=== RECORDS SHOWN ===

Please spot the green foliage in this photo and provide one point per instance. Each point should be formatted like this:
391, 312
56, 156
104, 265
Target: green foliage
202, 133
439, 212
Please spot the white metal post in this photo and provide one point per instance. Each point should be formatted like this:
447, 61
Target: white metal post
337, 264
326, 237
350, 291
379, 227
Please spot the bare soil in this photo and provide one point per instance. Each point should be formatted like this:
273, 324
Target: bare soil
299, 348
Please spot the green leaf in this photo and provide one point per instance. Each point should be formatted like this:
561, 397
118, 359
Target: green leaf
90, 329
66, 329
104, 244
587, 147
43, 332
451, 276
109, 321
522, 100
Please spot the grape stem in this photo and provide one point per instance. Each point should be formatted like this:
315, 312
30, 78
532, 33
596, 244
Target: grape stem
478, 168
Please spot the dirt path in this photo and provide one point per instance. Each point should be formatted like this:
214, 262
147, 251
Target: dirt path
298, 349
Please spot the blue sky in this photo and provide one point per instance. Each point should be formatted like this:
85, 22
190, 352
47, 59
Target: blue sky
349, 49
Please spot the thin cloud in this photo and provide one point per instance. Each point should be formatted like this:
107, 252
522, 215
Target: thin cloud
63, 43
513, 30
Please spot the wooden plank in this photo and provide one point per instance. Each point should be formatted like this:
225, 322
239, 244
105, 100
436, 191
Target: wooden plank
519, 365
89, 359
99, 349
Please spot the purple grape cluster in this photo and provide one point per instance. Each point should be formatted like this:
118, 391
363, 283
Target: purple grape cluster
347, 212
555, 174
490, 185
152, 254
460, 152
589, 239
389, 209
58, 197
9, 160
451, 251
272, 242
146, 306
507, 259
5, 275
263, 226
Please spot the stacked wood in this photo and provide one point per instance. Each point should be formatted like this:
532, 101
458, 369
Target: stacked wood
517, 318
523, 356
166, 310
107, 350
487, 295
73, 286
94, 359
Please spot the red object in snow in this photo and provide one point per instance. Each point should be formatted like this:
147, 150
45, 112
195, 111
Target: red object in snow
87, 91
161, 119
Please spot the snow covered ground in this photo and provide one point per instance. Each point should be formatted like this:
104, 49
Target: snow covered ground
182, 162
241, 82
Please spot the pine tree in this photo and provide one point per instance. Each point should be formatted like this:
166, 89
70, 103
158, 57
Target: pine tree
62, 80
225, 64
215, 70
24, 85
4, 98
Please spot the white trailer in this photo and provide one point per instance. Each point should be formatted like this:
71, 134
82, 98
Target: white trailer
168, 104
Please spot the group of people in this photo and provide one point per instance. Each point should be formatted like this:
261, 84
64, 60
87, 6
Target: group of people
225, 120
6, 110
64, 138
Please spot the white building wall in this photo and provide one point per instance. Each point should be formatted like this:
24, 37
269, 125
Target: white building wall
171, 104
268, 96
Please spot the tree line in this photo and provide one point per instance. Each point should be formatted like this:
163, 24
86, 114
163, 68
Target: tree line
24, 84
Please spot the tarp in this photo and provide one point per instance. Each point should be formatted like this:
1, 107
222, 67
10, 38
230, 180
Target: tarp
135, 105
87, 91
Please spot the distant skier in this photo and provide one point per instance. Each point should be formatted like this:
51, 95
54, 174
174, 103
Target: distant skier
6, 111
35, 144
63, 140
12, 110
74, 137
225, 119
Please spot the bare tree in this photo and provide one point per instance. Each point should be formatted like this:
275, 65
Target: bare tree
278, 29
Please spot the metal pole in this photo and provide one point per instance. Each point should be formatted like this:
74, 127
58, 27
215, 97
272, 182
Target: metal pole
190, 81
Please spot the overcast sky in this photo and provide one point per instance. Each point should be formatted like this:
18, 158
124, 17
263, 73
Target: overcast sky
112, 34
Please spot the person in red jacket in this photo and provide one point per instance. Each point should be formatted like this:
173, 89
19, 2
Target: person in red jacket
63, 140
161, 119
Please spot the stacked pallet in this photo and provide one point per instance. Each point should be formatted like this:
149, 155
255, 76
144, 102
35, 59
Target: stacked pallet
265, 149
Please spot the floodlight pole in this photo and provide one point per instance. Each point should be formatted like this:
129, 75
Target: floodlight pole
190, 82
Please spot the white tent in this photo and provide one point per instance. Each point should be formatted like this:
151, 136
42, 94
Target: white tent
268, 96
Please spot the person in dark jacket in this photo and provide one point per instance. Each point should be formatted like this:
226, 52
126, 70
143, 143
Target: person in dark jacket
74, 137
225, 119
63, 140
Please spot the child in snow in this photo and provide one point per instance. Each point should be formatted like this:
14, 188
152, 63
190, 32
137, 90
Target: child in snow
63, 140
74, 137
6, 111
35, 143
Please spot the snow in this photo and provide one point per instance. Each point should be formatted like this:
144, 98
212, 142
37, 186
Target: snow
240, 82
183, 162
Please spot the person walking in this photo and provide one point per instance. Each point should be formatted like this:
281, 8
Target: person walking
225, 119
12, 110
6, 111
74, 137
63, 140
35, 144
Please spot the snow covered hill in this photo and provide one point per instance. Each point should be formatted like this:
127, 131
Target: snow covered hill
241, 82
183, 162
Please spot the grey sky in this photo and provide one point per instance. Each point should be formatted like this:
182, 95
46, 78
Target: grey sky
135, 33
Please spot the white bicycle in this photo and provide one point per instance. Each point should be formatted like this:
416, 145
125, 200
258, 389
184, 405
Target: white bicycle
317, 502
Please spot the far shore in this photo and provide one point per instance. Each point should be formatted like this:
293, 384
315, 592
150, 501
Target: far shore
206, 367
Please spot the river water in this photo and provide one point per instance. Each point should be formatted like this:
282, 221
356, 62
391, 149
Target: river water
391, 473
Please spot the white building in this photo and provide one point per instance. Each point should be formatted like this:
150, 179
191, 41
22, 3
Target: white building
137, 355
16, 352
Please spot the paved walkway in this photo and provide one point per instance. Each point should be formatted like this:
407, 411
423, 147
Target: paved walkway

===

▶ ACTION ITEM: How many of the lines above include the string "walkway"? Answer with the number only.

▶ RESULT FOR THIS EXERCISE: 2